[WHAT THIS TASK INVOLVES]: Within the records below is a range that opens at the line with "Target: brick" and closes at the line with "x=378, y=110". Return that range word for word, both ends included, and only that range.

[INPUT MATERIAL]:
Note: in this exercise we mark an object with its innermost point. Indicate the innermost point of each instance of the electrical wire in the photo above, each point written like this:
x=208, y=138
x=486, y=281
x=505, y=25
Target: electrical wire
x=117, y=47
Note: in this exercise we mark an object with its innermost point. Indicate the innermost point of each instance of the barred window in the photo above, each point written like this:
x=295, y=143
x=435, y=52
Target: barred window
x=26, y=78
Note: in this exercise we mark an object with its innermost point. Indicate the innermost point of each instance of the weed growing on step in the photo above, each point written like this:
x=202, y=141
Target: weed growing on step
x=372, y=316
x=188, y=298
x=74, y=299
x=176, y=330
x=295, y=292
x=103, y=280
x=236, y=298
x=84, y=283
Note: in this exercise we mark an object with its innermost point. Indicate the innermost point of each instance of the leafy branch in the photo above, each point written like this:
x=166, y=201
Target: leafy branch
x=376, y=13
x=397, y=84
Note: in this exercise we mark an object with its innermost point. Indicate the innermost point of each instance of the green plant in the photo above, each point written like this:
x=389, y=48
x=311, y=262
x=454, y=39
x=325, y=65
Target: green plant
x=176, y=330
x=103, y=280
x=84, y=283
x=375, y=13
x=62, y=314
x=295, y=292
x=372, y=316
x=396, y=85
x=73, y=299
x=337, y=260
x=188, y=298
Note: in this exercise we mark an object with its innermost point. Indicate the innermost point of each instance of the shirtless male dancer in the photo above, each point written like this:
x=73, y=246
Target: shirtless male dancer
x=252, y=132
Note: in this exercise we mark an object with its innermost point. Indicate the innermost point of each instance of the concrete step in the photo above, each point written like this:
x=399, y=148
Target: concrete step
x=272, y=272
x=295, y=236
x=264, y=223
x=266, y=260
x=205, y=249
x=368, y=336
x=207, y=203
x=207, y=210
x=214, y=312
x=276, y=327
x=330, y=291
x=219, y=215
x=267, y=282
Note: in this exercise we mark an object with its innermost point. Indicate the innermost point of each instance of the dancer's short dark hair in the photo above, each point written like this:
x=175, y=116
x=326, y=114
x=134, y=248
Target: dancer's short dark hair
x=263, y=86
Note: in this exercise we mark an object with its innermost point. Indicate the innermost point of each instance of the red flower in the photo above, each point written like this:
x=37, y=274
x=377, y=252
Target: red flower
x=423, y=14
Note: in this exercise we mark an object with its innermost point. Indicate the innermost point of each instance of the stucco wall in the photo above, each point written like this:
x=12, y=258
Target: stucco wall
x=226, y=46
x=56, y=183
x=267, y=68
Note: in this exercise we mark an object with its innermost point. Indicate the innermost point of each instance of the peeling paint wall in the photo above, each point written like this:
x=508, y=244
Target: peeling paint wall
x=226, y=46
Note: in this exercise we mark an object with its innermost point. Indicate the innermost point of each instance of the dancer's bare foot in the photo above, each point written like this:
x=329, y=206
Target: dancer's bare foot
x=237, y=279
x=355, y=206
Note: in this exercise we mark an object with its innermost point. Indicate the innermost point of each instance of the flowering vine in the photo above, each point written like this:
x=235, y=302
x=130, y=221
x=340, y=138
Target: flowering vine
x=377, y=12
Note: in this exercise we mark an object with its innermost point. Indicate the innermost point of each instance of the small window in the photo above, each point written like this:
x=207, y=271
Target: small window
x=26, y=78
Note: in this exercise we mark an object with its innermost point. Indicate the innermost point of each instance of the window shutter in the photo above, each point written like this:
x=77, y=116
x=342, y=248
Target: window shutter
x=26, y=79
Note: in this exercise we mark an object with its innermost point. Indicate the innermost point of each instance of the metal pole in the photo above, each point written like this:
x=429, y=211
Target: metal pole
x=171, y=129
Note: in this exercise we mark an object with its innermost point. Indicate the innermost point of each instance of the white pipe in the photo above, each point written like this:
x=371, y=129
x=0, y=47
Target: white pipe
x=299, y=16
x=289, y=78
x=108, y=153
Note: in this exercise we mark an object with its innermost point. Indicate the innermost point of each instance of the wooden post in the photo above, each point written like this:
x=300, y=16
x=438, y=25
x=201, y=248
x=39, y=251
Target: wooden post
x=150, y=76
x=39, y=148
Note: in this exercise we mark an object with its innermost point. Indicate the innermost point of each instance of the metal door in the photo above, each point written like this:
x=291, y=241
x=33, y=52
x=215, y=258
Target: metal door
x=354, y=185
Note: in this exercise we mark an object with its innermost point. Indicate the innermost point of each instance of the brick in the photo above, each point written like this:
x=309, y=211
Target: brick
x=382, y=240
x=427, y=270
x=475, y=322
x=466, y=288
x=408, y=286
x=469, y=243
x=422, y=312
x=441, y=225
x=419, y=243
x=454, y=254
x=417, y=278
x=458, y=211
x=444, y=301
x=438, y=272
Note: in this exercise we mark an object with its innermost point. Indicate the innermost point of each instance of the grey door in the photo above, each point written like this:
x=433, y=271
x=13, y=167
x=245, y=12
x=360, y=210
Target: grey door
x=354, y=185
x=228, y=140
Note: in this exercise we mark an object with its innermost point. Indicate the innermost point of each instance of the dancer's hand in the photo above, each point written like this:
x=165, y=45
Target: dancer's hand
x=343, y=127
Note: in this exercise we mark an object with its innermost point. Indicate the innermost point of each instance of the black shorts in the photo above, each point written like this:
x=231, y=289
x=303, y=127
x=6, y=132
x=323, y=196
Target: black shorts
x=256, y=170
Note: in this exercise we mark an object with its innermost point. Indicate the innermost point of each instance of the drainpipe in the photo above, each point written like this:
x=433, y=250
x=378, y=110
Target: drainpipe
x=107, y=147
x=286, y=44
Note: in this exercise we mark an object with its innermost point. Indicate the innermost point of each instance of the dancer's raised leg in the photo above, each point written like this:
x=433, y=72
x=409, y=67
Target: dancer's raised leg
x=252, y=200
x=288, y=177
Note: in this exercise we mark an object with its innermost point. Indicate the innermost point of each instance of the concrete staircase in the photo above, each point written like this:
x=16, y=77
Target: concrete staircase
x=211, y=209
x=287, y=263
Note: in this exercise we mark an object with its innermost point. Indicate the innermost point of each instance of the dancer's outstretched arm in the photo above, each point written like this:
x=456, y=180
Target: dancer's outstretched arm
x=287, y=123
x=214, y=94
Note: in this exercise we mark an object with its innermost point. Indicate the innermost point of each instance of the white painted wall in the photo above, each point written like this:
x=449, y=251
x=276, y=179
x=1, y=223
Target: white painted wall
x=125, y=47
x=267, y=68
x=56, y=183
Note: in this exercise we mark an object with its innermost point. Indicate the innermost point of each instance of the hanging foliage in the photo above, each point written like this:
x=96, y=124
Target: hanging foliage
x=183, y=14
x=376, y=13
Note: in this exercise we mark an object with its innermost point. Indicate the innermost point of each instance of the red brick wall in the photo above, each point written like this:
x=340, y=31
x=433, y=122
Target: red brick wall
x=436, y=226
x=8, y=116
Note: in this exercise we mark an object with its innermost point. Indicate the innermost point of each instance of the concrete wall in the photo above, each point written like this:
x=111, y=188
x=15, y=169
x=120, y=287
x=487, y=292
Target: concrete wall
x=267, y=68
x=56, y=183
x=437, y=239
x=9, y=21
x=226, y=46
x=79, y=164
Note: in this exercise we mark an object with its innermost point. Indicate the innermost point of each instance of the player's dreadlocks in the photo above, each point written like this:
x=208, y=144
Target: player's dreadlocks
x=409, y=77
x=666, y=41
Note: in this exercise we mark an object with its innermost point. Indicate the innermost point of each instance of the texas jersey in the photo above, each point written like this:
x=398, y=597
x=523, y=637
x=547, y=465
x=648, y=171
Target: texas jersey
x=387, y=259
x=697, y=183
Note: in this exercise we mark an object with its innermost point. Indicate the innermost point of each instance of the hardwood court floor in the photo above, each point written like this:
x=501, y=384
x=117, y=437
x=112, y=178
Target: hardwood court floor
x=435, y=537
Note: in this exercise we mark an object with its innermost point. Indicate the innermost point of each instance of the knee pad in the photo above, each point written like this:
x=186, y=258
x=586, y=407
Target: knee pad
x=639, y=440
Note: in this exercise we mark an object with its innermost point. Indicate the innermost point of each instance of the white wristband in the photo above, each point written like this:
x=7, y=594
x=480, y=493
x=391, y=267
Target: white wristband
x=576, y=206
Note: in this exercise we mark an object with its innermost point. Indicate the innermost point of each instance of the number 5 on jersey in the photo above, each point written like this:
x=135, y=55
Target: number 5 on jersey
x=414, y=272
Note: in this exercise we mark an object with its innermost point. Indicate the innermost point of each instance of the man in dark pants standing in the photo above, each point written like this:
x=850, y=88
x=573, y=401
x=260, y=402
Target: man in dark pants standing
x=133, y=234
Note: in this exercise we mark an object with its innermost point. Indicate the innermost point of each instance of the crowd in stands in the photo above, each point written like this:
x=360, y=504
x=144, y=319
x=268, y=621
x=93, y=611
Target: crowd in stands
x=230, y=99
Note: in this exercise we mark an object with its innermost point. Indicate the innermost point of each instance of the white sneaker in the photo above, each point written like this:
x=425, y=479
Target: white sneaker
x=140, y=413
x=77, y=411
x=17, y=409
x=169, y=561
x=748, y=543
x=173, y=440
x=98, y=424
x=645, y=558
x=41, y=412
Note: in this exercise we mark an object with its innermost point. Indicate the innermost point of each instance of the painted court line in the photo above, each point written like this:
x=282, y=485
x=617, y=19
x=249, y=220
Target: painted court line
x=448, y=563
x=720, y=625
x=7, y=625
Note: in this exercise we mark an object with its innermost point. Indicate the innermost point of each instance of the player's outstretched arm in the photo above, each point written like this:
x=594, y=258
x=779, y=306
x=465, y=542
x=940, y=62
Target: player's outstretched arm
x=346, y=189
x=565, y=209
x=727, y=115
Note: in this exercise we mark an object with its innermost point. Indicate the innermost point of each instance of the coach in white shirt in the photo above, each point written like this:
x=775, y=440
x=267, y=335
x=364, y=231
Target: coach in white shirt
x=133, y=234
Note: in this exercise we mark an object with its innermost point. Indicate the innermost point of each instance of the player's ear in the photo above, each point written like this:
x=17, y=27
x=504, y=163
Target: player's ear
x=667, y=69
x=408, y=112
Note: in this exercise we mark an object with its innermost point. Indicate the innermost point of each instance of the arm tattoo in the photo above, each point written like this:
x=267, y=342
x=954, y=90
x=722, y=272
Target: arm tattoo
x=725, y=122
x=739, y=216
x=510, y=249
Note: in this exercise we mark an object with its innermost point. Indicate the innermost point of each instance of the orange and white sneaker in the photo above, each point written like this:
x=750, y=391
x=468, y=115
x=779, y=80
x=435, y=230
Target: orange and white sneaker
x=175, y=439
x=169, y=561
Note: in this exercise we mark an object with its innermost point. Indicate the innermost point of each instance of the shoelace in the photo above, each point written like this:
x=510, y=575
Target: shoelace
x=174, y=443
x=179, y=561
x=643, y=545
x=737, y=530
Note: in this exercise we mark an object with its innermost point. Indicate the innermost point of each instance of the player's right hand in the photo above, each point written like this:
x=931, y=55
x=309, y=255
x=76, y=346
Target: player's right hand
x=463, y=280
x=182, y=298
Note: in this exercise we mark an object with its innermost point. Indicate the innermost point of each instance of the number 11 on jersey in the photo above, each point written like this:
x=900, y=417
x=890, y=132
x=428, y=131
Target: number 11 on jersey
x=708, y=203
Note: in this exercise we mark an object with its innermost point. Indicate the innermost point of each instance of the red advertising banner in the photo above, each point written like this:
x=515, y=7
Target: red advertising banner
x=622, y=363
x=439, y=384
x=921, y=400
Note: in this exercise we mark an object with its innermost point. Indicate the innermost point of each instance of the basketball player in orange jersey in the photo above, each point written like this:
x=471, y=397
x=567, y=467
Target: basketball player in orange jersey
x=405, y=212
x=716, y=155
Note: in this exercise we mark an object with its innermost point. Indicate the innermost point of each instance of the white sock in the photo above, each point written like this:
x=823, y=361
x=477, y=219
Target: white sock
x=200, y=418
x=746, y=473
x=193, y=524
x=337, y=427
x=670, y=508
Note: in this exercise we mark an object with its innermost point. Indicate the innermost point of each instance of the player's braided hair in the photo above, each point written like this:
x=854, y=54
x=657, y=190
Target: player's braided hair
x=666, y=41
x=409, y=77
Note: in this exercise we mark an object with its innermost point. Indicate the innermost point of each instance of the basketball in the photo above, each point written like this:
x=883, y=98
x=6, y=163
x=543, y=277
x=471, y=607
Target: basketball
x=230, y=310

[RESULT]:
Target: brick
x=382, y=240
x=427, y=270
x=475, y=322
x=466, y=288
x=408, y=286
x=469, y=243
x=422, y=312
x=441, y=225
x=419, y=243
x=454, y=254
x=417, y=278
x=458, y=211
x=444, y=301
x=438, y=272
Note: in this exercise we mark an object with its innermost point. Indicate the innermost point of each instance of the grey door in the photo above, each point written like this:
x=433, y=271
x=13, y=167
x=245, y=12
x=360, y=210
Target: grey door
x=354, y=185
x=228, y=140
Note: in this exercise we mark an object with its innermost point. Indicate the innermost point of each instance of the dancer's hand in the photo above, each point written like this:
x=165, y=45
Target: dancer's hand
x=343, y=127
Note: in this exercise we mark an object with its innermost point. Indicate the innermost point of each instance of the black shorts in the photo above, each point written like this:
x=231, y=289
x=303, y=127
x=6, y=132
x=323, y=196
Target: black shorts
x=256, y=170
Note: in this exercise we mark an object with its innermost point. Indicate the innermost point of each instance of the drainpipe in the photo above, each point written like this:
x=433, y=250
x=378, y=110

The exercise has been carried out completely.